* Written problem 1 *
In the masonry veneer text, which IBC 2021 table identifies masonry as a category requiring special inspection?
* Written problem 2 *
Print the part of the masonry veneer text that begins at the words "Field Verification Protocols" and stops after "the inspector’s discretion.".

Poorly consolidated grout reduces the effective composite action between the reinforcement and the masonry units, which undermines the spanning assumption that justified the wider tie spacing in the first place. A design that assumes the reinforced veneer will span vertically between ties at 24 inches on center is only as good as the grout consolidation that makes that spanning behavior possible.
Specifying reinforced veneer without a corresponding special inspection protocol for grout consolidation creates a paper performance that may not exist in the field. The tie spacing calculation and the reinforcement design need to be developed together, with explicit documentation of the assumptions each makes about the other and with inspection requirements that verify those assumptions are satisfied during construction.
Field Verification Protocols That Actually Catch Tie Failures Before They Happen
Special inspection requirements for masonry veneer tie installation are frequently underspecified relative to the risk. IBC 2021 Table 1705.4 identifies masonry as a category requiring special inspection, but the scope of that inspection on veneer tie embedment depth and spacing verification is often left to the inspector’s discretion.

(Collected data)
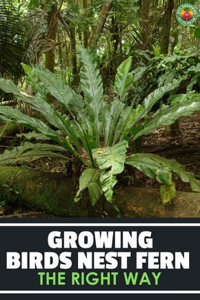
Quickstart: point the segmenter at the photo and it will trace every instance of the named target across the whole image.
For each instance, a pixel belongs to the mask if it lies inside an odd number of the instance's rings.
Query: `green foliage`
[[[106,198],[109,202],[112,201],[113,188],[117,182],[115,175],[123,171],[128,146],[128,142],[122,141],[112,147],[92,151],[99,168],[104,170],[100,180]]]
[[[86,169],[79,179],[79,190],[78,190],[75,202],[79,201],[84,190],[88,189],[91,203],[94,206],[103,194],[100,183],[101,171],[99,169]]]
[[[127,97],[132,81],[132,59],[129,57],[117,69],[114,99],[106,101],[100,72],[92,55],[82,49],[79,58],[82,63],[83,99],[55,75],[39,66],[30,68],[23,65],[26,80],[34,89],[33,96],[12,81],[0,79],[1,88],[13,93],[19,101],[23,101],[46,121],[8,106],[0,106],[0,119],[33,130],[34,133],[27,137],[29,139],[39,141],[45,140],[46,137],[52,141],[52,144],[23,143],[11,151],[5,151],[0,155],[0,162],[23,162],[45,156],[68,160],[70,154],[72,163],[77,163],[79,160],[84,168],[75,201],[79,201],[83,190],[87,190],[92,206],[103,193],[113,203],[113,188],[125,163],[157,180],[162,185],[161,195],[164,203],[174,196],[173,173],[177,174],[184,182],[189,182],[192,190],[200,192],[199,181],[176,161],[151,154],[130,155],[128,150],[132,139],[137,140],[160,125],[170,124],[181,115],[190,115],[200,110],[199,95],[190,92],[186,97],[177,96],[175,104],[169,103],[168,106],[161,106],[148,119],[152,107],[176,90],[185,77],[180,76],[157,87],[143,99],[139,99],[141,105],[136,105],[135,101],[128,105]],[[58,101],[62,111],[64,108],[66,114],[60,112],[50,103],[50,94]]]

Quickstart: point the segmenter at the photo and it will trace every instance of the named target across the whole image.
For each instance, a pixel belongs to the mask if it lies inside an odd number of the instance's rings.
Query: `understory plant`
[[[43,116],[43,119],[36,118],[24,114],[17,108],[0,107],[0,119],[30,128],[34,132],[29,134],[43,140],[42,143],[23,143],[11,150],[6,150],[0,155],[0,163],[30,161],[44,157],[70,159],[72,163],[79,161],[83,166],[83,171],[74,201],[79,201],[83,190],[88,190],[92,206],[103,194],[112,203],[117,175],[123,172],[125,164],[159,181],[163,203],[175,195],[173,173],[183,181],[190,183],[193,191],[200,192],[199,181],[176,161],[154,154],[131,152],[130,150],[143,134],[200,110],[200,97],[193,94],[173,105],[163,106],[148,117],[154,104],[179,86],[184,77],[156,89],[135,108],[134,101],[128,106],[126,101],[133,81],[132,57],[117,69],[114,85],[115,97],[110,101],[108,97],[104,99],[100,72],[88,50],[80,50],[79,60],[82,64],[83,97],[38,66],[23,65],[26,81],[34,91],[33,96],[11,81],[0,79],[2,90],[12,93],[19,101],[24,101]],[[51,98],[54,101],[50,101]],[[61,105],[60,110],[66,114],[55,108],[55,100]]]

* Task solution 1 *
Table 1705.4

* Task solution 2 *
Field Verification Protocols That Actually Catch Tie Failures Before They Happen
Special inspection requirements for masonry veneer tie installation are frequently underspecified relative to the risk. IBC 2021 Table 1705.4 identifies masonry as a category requiring special inspection, but the scope of that inspection on veneer tie embedment depth and spacing verification is often left to the inspector’s discretion.